Fragmento proporcionado -
──────
Donde una vez hubo sangre, hoy una niña ríe mientras juega a la comba. Es la fuerza de la vida, que todo lo arrastra. Donde cayó un enorme misil, hoy se produce una agradable subasta de motocicletas para las personas de la zona. Hay algarabía, gentío, muchedumbre. Donde se escuchó el sollozo oprimido de un padre que veía como su hijo acaba de morir, como si el excesivo horror vivido no dejara fluir el llanto desconsolado; hoy allí se levanta una construcción sofisticada, humanizada y por tanto altiva, vigorosa y solemne, donde los funcionarios del Estado van y vienen. Fue un día como hoy. Con un Sol radiante, una temperatura fresca y agradable. Un hombre hace su desayuno en la calle, justo como veintidós años atrás. Unos niños jugaban en la calle, exactamente como otros lo hicieron aquel día, fatídico, que se ahogaba entre las balas de unos y otros. Hoy el Sol, desde su privilegiada posición, pone luz en historias cotidianas, en desamores, traiciones, alegrías. Aquel día era igual, pero las balas y los bombardeos acallaban las pasiones de los ciudadanos que no conseguían entender cómo aquel cielo limpio podía ser el telón de fondo del fin abrupto de la vida.
Si lo observas atentamente, si consigues colocar una pizca de imaginación en tus ojos, puedes ver a aquel hombre que esperaba la orden para disparar agachado y con una pistola, donde hoy está un bebé junto a su madre jugando despreocupadamente. Es cuestión de tiempo y espacio. Caminando, con los ojos bien abiertos, intentando no abrazarse a la miseria de la guerra, con una mirada crítica y al mismo tiempo que intente comprender cómo se puede llegar al mayor de los desenfrenos. Y escuchando historias.
──────
Datos sin procesar -

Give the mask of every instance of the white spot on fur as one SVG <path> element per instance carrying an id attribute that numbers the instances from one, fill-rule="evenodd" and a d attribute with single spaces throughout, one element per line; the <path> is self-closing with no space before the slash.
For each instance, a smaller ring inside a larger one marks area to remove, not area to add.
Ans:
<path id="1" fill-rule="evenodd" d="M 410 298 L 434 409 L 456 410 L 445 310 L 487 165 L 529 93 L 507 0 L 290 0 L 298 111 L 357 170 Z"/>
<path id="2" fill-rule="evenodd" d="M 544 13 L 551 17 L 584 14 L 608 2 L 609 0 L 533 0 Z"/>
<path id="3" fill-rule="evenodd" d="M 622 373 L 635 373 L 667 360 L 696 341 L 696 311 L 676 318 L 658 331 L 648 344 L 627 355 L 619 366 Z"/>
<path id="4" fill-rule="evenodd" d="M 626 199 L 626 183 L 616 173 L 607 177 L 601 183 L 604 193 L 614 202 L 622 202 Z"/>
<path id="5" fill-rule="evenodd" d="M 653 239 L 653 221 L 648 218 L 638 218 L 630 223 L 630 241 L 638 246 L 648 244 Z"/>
──────
Tarea -
¿Qué se celebra hoy, según el fragmento sobre los lugares marcados por la guerra, donde cayó un enorme misil?

Ejercicio resuelto -
Una agradable subasta de motocicletas para las personas de la zona.